**Given task**.
Once the pictures are set aside, transcribe the remaining data exactly.

Image entries on named regions:
---

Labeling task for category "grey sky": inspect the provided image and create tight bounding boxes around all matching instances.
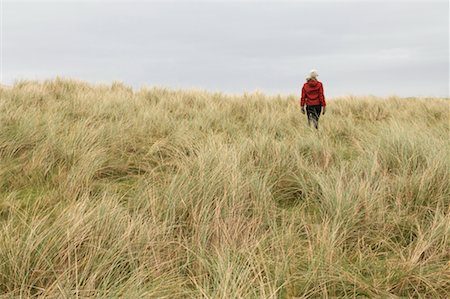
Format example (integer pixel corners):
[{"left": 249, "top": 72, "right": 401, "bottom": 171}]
[{"left": 2, "top": 0, "right": 449, "bottom": 97}]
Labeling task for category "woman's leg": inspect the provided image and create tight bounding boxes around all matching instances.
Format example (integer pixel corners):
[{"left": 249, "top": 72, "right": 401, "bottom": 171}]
[{"left": 306, "top": 105, "right": 322, "bottom": 129}]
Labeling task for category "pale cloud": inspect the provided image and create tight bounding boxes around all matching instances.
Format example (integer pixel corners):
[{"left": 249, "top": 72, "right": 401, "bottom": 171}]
[{"left": 3, "top": 0, "right": 449, "bottom": 96}]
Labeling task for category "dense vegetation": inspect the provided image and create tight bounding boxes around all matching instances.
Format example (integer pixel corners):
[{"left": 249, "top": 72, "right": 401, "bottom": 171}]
[{"left": 0, "top": 79, "right": 450, "bottom": 298}]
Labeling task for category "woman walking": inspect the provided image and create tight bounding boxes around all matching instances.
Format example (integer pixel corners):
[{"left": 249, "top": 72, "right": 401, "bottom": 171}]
[{"left": 300, "top": 70, "right": 327, "bottom": 129}]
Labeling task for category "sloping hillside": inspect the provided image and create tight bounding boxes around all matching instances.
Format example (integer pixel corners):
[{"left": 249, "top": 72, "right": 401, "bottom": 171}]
[{"left": 0, "top": 79, "right": 450, "bottom": 298}]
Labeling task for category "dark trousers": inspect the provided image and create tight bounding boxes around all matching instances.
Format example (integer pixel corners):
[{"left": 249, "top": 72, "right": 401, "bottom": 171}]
[{"left": 306, "top": 105, "right": 322, "bottom": 129}]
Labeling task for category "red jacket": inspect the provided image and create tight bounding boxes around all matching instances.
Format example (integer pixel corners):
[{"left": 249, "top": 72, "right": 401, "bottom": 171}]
[{"left": 300, "top": 80, "right": 327, "bottom": 107}]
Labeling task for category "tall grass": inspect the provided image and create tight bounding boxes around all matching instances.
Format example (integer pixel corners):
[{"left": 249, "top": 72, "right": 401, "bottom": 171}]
[{"left": 0, "top": 79, "right": 450, "bottom": 298}]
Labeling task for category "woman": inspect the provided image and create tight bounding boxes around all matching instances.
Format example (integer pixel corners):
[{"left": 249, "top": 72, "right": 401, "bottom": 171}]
[{"left": 300, "top": 70, "right": 326, "bottom": 129}]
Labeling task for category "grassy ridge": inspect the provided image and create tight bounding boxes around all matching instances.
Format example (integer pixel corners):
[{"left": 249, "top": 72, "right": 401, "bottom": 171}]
[{"left": 0, "top": 79, "right": 450, "bottom": 298}]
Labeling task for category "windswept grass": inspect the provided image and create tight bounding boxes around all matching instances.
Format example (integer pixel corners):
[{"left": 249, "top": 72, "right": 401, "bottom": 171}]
[{"left": 0, "top": 79, "right": 450, "bottom": 298}]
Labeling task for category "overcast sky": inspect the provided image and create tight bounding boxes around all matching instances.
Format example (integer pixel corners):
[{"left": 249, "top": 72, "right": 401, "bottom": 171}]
[{"left": 2, "top": 0, "right": 449, "bottom": 97}]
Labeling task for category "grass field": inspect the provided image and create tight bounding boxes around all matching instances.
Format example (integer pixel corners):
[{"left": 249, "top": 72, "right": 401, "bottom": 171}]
[{"left": 0, "top": 79, "right": 450, "bottom": 299}]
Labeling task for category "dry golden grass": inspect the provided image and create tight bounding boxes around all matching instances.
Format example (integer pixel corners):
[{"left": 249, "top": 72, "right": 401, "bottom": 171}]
[{"left": 0, "top": 79, "right": 450, "bottom": 298}]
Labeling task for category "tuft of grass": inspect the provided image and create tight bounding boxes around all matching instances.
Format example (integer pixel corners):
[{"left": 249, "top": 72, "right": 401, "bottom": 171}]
[{"left": 0, "top": 78, "right": 450, "bottom": 298}]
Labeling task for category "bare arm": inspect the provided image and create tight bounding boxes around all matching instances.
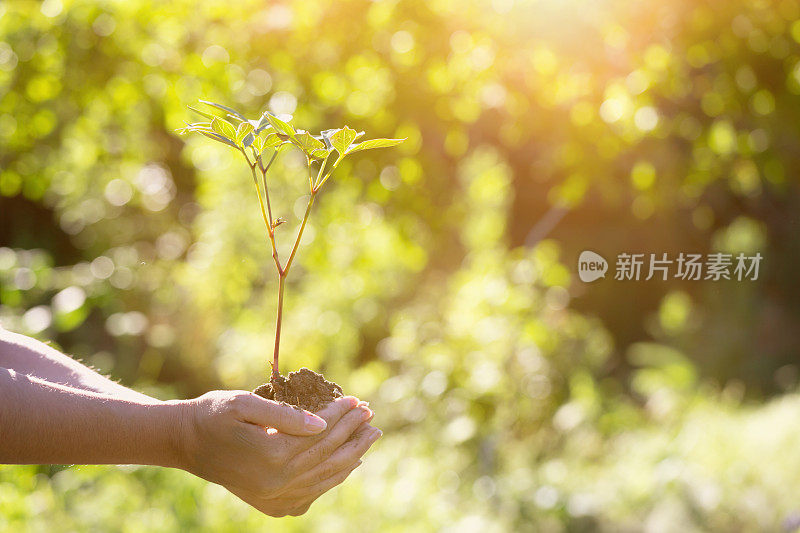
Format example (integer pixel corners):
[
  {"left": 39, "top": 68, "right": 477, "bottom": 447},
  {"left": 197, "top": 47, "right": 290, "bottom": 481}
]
[
  {"left": 0, "top": 329, "right": 381, "bottom": 516},
  {"left": 0, "top": 368, "right": 184, "bottom": 467},
  {"left": 0, "top": 328, "right": 155, "bottom": 402}
]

---

**Answer**.
Labeling task for category "grey sky": inspect the provided image and create tight bounding boxes around all matching instances.
Format example (integer pixel corners):
[{"left": 249, "top": 72, "right": 401, "bottom": 171}]
[{"left": 2, "top": 0, "right": 449, "bottom": 97}]
Labeling task for category "woman's leg": inspect the provided image and create tight bounding boxes around all matching instances.
Format example (integer pixel corners):
[{"left": 249, "top": 72, "right": 401, "bottom": 171}]
[{"left": 306, "top": 105, "right": 322, "bottom": 129}]
Labeling task for category "pale cloud": inspect the provided image and create tight bounding boxes around all matching instances.
Format example (integer pixel corners):
[{"left": 249, "top": 72, "right": 401, "bottom": 171}]
[{"left": 3, "top": 0, "right": 449, "bottom": 96}]
Labeling task for category "dense vegetation": inspect the provided image and create tight bounding boxes around all matching instances.
Format example (integer pixel corners):
[{"left": 249, "top": 72, "right": 401, "bottom": 171}]
[{"left": 0, "top": 79, "right": 450, "bottom": 298}]
Labeling task for category "woman walking": inspect the provided image and create tight bounding boxes around all matching instances.
Format example (integer pixel corners):
[{"left": 249, "top": 72, "right": 401, "bottom": 171}]
[{"left": 300, "top": 70, "right": 327, "bottom": 129}]
Labeling task for category "sloping hillside": inspect the provided image and create tight bounding boxes around all matching instances.
Format example (integer pixel corners):
[{"left": 249, "top": 72, "right": 401, "bottom": 171}]
[{"left": 0, "top": 79, "right": 450, "bottom": 298}]
Labeling task for category "dark trousers": inspect the provided image and create tight bounding boxes around all matching instances.
Format example (integer pixel corners):
[{"left": 249, "top": 72, "right": 401, "bottom": 171}]
[{"left": 306, "top": 105, "right": 322, "bottom": 129}]
Labeling task for category "red jacket": inspect the provided image and create tight bounding boxes around all matching instances.
Format example (integer pixel corners):
[{"left": 249, "top": 72, "right": 401, "bottom": 171}]
[{"left": 300, "top": 80, "right": 327, "bottom": 107}]
Labeling task for category "tall grass": inspect the provided image and create tight bounding boxes around all matching instances.
Format example (integer pixel corners):
[{"left": 249, "top": 72, "right": 401, "bottom": 171}]
[{"left": 0, "top": 79, "right": 450, "bottom": 298}]
Labeling task for category "woman": inspect the provided image and create tight bounding boxes around all matching instances.
Format example (integer pixel corners):
[{"left": 249, "top": 72, "right": 401, "bottom": 171}]
[{"left": 300, "top": 70, "right": 326, "bottom": 129}]
Labeling task for category "grassy ridge": inspect the provided image and create tight bounding boxes around all matching instances.
Format example (integer pixel corners):
[{"left": 249, "top": 72, "right": 401, "bottom": 171}]
[{"left": 0, "top": 79, "right": 450, "bottom": 298}]
Labeling task for category "windswept grass": inspect the provided image and create tight bounding boxes around all matching instances.
Format example (integer pixel corners):
[{"left": 249, "top": 72, "right": 401, "bottom": 171}]
[{"left": 0, "top": 79, "right": 450, "bottom": 298}]
Labeling task for category "overcast sky": inspect the provided image and create tight bounding boxes around all matching instances.
Format example (integer pixel corners):
[{"left": 249, "top": 72, "right": 401, "bottom": 171}]
[{"left": 2, "top": 0, "right": 449, "bottom": 97}]
Labeling task for category "grass field": inspect the provided image and create tight bounding boxes around all matching instances.
Format example (integer pixel corners):
[{"left": 249, "top": 72, "right": 401, "bottom": 171}]
[{"left": 0, "top": 79, "right": 450, "bottom": 299}]
Labeling task for category "dry golden grass": inspect the provided image and create tight bounding boxes around all matching instances.
Format example (integer pixel corners):
[{"left": 249, "top": 72, "right": 401, "bottom": 171}]
[{"left": 0, "top": 79, "right": 450, "bottom": 298}]
Labeling task for category "tuft of grass": inspect the provided image and create tight bounding boxes around all matching instances.
Format example (integer pixel corners):
[{"left": 249, "top": 72, "right": 401, "bottom": 171}]
[{"left": 0, "top": 78, "right": 450, "bottom": 298}]
Labeling task for category "bare arm": inspect the provided image and create tight bounding boxes around all matching instances.
Format example (integer pixel corners):
[
  {"left": 39, "top": 68, "right": 477, "bottom": 447},
  {"left": 197, "top": 47, "right": 290, "bottom": 481}
]
[
  {"left": 0, "top": 329, "right": 381, "bottom": 516},
  {"left": 0, "top": 368, "right": 184, "bottom": 467},
  {"left": 0, "top": 328, "right": 155, "bottom": 402}
]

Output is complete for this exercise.